Questions to answer >>
1 > Return the passage from the article on USDA food bank funding, starting at "WASHINGTON – The" and ending at "in a statement.", copied word for word.
2 > Continue the article on the Agriculture Department's $1 billion for food banks from the point where it stops.

***** Page excerpt

WASHINGTON – The Department of Agriculture is sending $1 billion to the country's food bank networks, seeking to expand the reach of the system and revamp the way food banks acquire and distribute aid.
The funding, announced Friday, comes half from the American Rescue Plan COVID stimulus bill and half from standard congressional appropriations. Like other aspects of President Joe Biden’s Build Back Better initiative, the food bank plan openly seeks to use COVID recovery as a chance to reform a support system whose flaws were exposed by the pandemic.
"We must do more to improve partnerships and infrastructure that power emergency food distribution to ensure the food provided is nutritious and supports a better food system,” Agriculture Secretary Tom Vilsack said in a statement.
Vilsack said the upcoming reforms would seek to "apply lessons learned from food assistance activities early in the pandemic to improve how the USDA purchases food and supports on-the-ground organizations.”

**********
***** Provided information

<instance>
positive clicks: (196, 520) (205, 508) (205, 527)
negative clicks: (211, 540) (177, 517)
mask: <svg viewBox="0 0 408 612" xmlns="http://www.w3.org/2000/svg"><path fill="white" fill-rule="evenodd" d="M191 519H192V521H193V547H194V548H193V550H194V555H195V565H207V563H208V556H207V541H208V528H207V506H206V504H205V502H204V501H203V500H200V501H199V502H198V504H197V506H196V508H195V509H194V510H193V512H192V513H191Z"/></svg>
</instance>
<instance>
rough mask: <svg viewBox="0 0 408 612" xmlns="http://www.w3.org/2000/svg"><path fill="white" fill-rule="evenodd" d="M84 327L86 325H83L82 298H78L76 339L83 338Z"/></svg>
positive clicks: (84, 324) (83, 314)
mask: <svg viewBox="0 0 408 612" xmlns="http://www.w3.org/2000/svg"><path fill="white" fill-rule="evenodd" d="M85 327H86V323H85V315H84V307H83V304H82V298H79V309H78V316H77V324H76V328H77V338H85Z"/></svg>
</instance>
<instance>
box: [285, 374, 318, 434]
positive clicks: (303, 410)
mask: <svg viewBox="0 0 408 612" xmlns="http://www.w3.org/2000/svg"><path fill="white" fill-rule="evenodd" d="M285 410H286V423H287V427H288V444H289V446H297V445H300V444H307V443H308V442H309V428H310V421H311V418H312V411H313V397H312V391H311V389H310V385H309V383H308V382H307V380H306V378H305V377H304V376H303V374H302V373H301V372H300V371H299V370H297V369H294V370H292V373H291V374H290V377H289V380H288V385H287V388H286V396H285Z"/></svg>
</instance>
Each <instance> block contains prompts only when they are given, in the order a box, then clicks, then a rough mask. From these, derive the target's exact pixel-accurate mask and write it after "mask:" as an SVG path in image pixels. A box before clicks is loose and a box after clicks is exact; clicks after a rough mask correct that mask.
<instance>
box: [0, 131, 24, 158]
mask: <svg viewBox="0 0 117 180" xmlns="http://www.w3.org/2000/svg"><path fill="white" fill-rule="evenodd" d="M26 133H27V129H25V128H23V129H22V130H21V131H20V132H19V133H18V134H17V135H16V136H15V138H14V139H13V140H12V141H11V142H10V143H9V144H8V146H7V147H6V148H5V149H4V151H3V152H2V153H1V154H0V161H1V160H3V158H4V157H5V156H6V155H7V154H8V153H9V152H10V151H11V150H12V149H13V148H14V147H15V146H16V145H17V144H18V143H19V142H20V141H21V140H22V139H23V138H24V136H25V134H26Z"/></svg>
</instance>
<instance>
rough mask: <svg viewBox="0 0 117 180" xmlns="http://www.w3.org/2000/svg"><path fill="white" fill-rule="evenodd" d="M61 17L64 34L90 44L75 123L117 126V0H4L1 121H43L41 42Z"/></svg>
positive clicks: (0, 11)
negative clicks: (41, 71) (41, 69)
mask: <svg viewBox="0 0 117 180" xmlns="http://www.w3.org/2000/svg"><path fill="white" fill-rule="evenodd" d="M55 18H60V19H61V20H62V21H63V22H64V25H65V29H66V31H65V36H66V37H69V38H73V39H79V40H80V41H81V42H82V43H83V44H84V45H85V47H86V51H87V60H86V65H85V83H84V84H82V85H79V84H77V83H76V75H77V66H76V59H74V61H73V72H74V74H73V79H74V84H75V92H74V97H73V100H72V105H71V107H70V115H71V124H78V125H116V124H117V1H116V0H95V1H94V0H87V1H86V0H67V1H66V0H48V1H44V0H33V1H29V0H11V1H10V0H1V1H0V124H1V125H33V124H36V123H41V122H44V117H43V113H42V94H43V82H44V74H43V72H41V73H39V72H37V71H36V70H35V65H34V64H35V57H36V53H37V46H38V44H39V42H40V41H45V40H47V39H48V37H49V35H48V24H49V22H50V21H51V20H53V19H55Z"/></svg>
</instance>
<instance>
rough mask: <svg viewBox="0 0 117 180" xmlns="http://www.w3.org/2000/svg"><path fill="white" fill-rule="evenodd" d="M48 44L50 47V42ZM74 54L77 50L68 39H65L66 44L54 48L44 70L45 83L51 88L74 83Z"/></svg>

**********

Replies >>
1 >
WASHINGTON – The Department of Agriculture is sending $1 billion to the country's food bank networks, seeking to expand the reach of the system and revamp the way food banks acquire and distribute aid.
The funding, announced Friday, comes half from the American Rescue Plan COVID stimulus bill and half from standard congressional appropriations. Like other aspects of President Joe Biden’s Build Back Better initiative, the food bank plan openly seeks to use COVID recovery as a chance to reform a support system whose flaws were exposed by the pandemic.
"We must do more to improve partnerships and infrastructure that power emergency food distribution to ensure the food provided is nutritious and supports a better food system,” Agriculture Secretary Tom Vilsack said in a statement.

2 >
That includes an emphasis on purchasing food from local producers, working with “socially disadvantaged farmers” and extending infrastructure to better serve rural and underserved communities.
“This is a big deal. A billion dollars is a lot of money,” said Joel Berg, CEO of Hunger Free America, calling it “a huge shot in the arm” for the food security sector.
When the COVID-19 pandemic brought parts of the American economy to a halt last spring, food banks became an immediate anchor of direct support, ranging from large existing charities to modest DIY neighborhood pop-ups.
Berg said food banks have a particularly wide reach because they often serve people who might not be eligible for full government benefits or may simply be reluctant to fully engage with the government benefits system.
And the new cashflow into America's food bank system comes at a particularly good time. As the country emerges from the pandemic, Berg said “there's donor fatigue in the whole non-profit sector.”
Feeding America, which operates 200 food banks across the country, said the need for food assistance increased 55% over the past year. The organization estimates that approximately 42 million people could still experience food insecurity in 2021 due in part to ongoing COVID-19 economic fallout.